[Stored data entries]

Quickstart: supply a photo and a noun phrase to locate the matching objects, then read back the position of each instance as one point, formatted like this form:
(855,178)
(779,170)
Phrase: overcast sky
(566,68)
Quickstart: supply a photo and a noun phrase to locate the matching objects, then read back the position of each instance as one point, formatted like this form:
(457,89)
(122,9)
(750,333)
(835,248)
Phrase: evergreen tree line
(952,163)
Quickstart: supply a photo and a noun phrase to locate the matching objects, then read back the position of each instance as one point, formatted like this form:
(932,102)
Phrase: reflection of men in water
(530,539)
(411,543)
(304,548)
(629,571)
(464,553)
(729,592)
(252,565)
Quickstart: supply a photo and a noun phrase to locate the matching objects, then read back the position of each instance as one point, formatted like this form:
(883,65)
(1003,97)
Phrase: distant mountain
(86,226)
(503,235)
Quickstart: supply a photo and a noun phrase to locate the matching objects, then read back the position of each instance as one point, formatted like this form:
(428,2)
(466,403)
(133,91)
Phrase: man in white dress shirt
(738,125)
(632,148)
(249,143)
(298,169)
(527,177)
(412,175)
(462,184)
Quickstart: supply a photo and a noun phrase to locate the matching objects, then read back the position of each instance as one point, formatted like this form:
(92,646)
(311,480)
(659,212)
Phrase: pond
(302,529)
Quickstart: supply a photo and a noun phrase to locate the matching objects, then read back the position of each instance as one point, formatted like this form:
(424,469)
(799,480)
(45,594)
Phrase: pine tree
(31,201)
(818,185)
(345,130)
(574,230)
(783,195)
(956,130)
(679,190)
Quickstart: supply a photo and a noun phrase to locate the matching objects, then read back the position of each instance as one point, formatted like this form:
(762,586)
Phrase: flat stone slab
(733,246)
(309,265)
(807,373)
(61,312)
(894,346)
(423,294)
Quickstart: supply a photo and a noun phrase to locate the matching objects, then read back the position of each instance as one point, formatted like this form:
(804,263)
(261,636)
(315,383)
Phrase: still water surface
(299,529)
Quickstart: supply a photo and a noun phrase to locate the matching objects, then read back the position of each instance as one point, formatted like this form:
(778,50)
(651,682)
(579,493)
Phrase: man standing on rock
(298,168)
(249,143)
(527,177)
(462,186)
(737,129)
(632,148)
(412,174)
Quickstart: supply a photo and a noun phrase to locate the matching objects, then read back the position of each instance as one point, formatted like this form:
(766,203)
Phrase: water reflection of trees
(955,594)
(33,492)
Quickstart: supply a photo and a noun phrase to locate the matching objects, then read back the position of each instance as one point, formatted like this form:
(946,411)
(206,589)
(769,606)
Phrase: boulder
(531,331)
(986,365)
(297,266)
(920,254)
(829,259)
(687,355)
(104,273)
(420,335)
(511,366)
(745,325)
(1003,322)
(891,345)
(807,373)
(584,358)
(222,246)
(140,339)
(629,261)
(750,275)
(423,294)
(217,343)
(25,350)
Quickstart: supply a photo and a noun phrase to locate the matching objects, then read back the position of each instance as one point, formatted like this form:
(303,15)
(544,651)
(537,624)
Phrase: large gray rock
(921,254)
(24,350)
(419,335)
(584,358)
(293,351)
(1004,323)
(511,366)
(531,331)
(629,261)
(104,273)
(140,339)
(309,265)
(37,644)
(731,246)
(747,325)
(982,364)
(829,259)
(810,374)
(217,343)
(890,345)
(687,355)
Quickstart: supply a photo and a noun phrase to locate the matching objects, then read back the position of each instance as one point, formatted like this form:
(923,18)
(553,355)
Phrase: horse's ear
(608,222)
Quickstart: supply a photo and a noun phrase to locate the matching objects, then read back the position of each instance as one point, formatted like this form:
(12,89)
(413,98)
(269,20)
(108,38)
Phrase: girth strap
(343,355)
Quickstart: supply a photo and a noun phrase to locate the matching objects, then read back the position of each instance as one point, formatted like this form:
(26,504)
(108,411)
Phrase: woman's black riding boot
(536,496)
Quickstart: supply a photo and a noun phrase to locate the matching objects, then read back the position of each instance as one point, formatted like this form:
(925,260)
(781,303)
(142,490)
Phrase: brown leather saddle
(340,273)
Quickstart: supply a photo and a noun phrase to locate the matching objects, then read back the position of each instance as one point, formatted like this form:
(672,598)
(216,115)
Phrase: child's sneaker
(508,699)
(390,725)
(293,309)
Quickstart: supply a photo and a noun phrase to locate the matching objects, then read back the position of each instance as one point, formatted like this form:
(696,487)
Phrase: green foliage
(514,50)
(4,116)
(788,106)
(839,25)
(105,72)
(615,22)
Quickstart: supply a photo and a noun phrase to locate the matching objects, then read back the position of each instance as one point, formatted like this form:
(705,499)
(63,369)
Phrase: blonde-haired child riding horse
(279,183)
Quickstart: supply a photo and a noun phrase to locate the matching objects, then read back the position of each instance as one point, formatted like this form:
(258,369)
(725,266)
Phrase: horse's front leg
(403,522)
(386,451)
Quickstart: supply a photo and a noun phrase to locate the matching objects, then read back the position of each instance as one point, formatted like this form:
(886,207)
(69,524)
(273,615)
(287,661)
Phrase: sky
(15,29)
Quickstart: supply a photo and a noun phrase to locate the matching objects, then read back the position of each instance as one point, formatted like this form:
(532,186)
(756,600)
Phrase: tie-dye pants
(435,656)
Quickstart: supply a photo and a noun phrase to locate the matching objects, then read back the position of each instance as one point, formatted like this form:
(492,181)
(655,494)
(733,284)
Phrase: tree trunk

### Your instructions
Reproduce all of the entries above verbatim.

### Solution to this exercise
Quickstart: supply a photo and a noun phrase to locate the matching objects, then read back the position of each instance as one point, formatted like this form:
(855,178)
(779,170)
Phrase: overcast sky
(566,68)
Quickstart: supply a photo and a noun phrase to locate the matching objects, then read back the position of each instance as one point, formatted like this form:
(457,89)
(122,9)
(750,333)
(835,248)
Phrase: evergreen tree line
(952,163)
Quickstart: supply a photo and a noun phrase to locate the matching objects, then read back the position of each instance as one point, formatted like this form:
(932,102)
Phrase: reflection of men in water
(530,539)
(411,543)
(304,548)
(629,571)
(464,553)
(729,592)
(252,565)
Quickstart: supply a photo and a noun phrase to locate the matching objects, then read back the position of each instance as one point, formatted like this form:
(883,65)
(1003,97)
Phrase: distant mountain
(86,226)
(503,235)
Quickstart: supply a photo and a noun phrase to locate the matching objects, then read back the position of each instance as one point, formatted like this form:
(428,2)
(466,403)
(133,91)
Phrase: man in white dress shirt
(738,125)
(632,148)
(249,143)
(298,169)
(527,177)
(412,175)
(462,184)
Quickstart: supply a photo and a noun phrase to locate the matching objects, then read back the position of each instance as one point, formatted like this form:
(92,646)
(311,480)
(659,212)
Phrase: pond
(302,529)
Quickstart: supply a photo and a noun phrase to locate the matching objects, then read back the position of each instance as one point, formatted like this form:
(424,469)
(799,480)
(45,594)
Phrase: pine tree
(31,201)
(818,185)
(345,130)
(574,230)
(783,195)
(956,130)
(679,190)
Quickstart: supply a photo and a noun phrase to locate the matching objects, then read back the position of each instance as one point, formatted like this form:
(762,586)
Phrase: flat stone slab
(733,246)
(309,265)
(807,373)
(61,312)
(894,346)
(423,294)
Quickstart: supply a photo and a noun phrase to locate the matching objects, then read back the position of each instance as one point, formatted like this form:
(804,263)
(261,636)
(315,383)
Phrase: still water surface
(299,529)
Quickstart: supply a photo and a noun phrase to locate the matching objects, then read back the position of each instance as one point, formatted like this form:
(778,50)
(651,682)
(579,493)
Phrase: man standing on rock
(298,168)
(249,143)
(527,177)
(462,186)
(737,129)
(632,148)
(412,174)
Quickstart: supply a photo and a noun phrase to locate the matching objects, then read back the position of each instance as one point, formatted like this form:
(766,203)
Phrase: water reflection of trees
(955,594)
(33,492)
Quickstart: supply a photo and a noun phrase to locate the matching objects, then read back the position of each instance as one point, formatted like this form:
(946,411)
(206,589)
(769,606)
Phrase: boulder
(531,331)
(986,365)
(297,266)
(920,254)
(829,259)
(687,355)
(104,273)
(420,335)
(511,366)
(745,325)
(1003,322)
(891,345)
(807,373)
(584,358)
(222,246)
(140,339)
(629,261)
(750,275)
(423,294)
(217,343)
(25,350)
Quickstart: supply a photo and a noun phrase to locate the matching objects, then read back the position of each instance as one point, formatted like this form:
(303,15)
(544,651)
(537,624)
Phrase: large gray rock
(921,254)
(24,350)
(419,335)
(584,358)
(293,351)
(1004,323)
(511,366)
(531,331)
(629,261)
(104,273)
(140,339)
(309,265)
(37,644)
(731,246)
(747,325)
(982,364)
(829,259)
(810,374)
(217,343)
(890,345)
(687,355)
Quickstart: supply a photo and a noun phrase to locate the matching objects, then read back the position of each instance as one point, formatted like this form:
(923,18)
(553,355)
Phrase: horse's ear
(608,222)
Quickstart: supply a photo and a noun phrase to locate the matching objects, then read back the position of each instance as one point, formatted like this form:
(12,89)
(413,98)
(269,20)
(108,38)
Phrase: girth strap
(343,355)
Quickstart: supply a photo and a noun phrase to locate the matching objects, then read back the position of each instance as one point, formatted like this form:
(26,504)
(108,411)
Phrase: woman's black riding boot
(536,496)
Quickstart: supply a photo and a noun phrase to locate the matching objects, then read back the position of each instance as one point, formatted like this form:
(925,260)
(781,303)
(142,490)
Phrase: brown leather saddle
(340,273)
Quickstart: supply a photo and a noun phrase to locate the matching objects, then read back the position of each instance as one point, formatted like this form:
(672,598)
(216,115)
Phrase: child's sneaker
(508,699)
(390,725)
(293,309)
Quickstart: supply a photo and a noun phrase to locate the matching objects, then read back the position of each instance as one point, formatted like this form:
(696,487)
Phrase: green foliage
(514,50)
(4,116)
(788,106)
(839,25)
(105,72)
(615,22)
Quickstart: supply a photo and a noun phrase to locate the matching objects, then read back the position of each instance as one point, formatted like this form:
(705,499)
(63,369)
Phrase: blonde-haired child riding horse
(279,183)
Quickstart: supply a photo and a noun phrase to locate the matching objects, then read back the position of each instance as one point, formatted like this form:
(258,369)
(725,266)
Phrase: horse's front leg
(403,522)
(386,451)
Quickstart: supply a photo and a noun phrase to locate the matching objects, then read back the position of each instance as one point, formatted like this form:
(886,207)
(69,524)
(273,615)
(287,661)
Phrase: sky
(15,29)
Quickstart: supply a photo and a noun phrase to locate the matching objects, then read back the position of each instance as one point, formatted like this form:
(532,186)
(756,600)
Phrase: tie-dye pants
(435,656)
Quickstart: supply a photo and a noun phrase to locate the matching objects, then read back the position of each instance as one point, formatted like this form:
(492,181)
(655,494)
(733,284)
Phrase: tree trunk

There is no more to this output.